EXCERPT TO READ:
Week two is finished and I couldn't be happier. That's not sarcasm and I'm not happy just cause it's over. I'm really, truly happy with this!
I'm happy because I feel like I did before everything went to shit. This is really how I used to eat. I seldom touched sweets. I didn't snack. I did eat a lot of bread and carbs but I was a gym rat so I kept the weight down. And, even with going out to dinner and eating rich food (I never ate dessert) I still managed to maintain my weight. True...I was also still smoking which I know helped to fill that hole in my soul but it worked.
After the kids came along the every night restaurant meals went away and low fat home cooking was the blue plate special in our house. I continued to work out like a crazy woman and it became easier to maintain my weight.
So this journey feels like...well...going home.

EXERCISE DETAILS:
Transcribe the post about finishing week two from "After the kids" to "easier to maintain my weight.". The listing after this point has no connection to the post about finishing week two.

Saved entries:
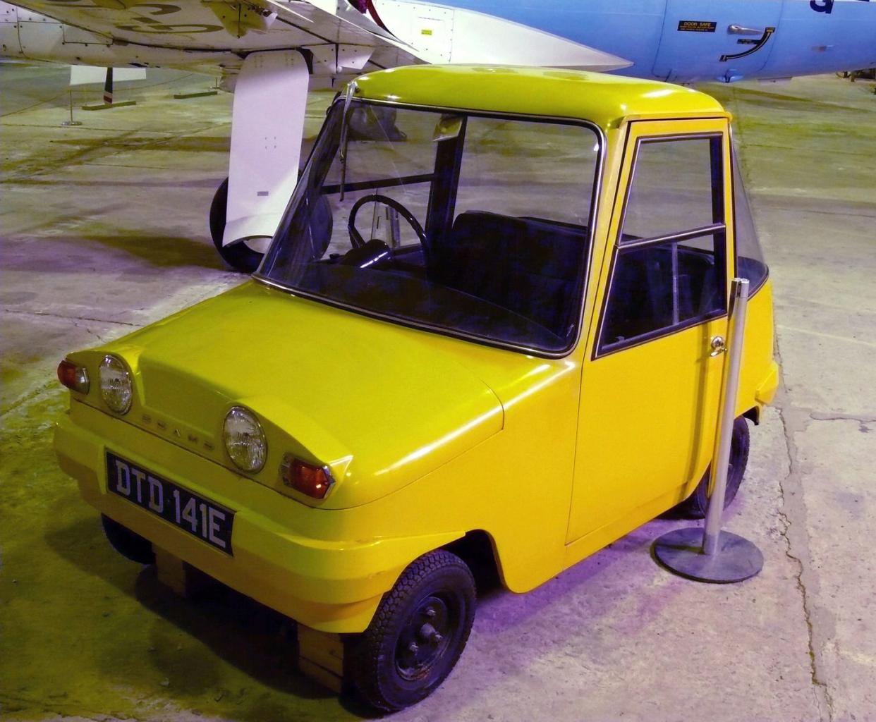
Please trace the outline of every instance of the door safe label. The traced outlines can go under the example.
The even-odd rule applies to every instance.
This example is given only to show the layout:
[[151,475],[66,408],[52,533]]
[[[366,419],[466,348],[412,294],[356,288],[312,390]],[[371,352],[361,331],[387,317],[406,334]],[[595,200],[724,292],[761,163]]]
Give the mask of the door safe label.
[[680,20],[679,32],[714,32],[717,23],[711,20]]

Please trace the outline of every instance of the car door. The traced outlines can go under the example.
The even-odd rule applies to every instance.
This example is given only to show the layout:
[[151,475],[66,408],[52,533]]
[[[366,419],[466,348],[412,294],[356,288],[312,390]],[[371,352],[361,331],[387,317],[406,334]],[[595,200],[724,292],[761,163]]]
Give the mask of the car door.
[[[567,542],[608,543],[711,455],[732,269],[728,121],[628,125],[582,368]],[[597,534],[599,536],[599,534]]]
[[773,52],[781,4],[781,0],[669,0],[654,75],[729,81],[756,73]]

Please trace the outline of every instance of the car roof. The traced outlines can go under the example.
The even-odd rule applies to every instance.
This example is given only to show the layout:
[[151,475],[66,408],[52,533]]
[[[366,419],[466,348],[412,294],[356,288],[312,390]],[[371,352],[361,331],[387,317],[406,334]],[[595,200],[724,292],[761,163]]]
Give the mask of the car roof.
[[362,75],[357,97],[406,105],[578,118],[729,117],[690,88],[604,73],[517,66],[418,65]]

SOLUTION BELOW:
After the kids came along the every night restaurant meals went away and low fat home cooking was the blue plate special in our house. I continued to work out like a crazy woman and it became easier to maintain my weight.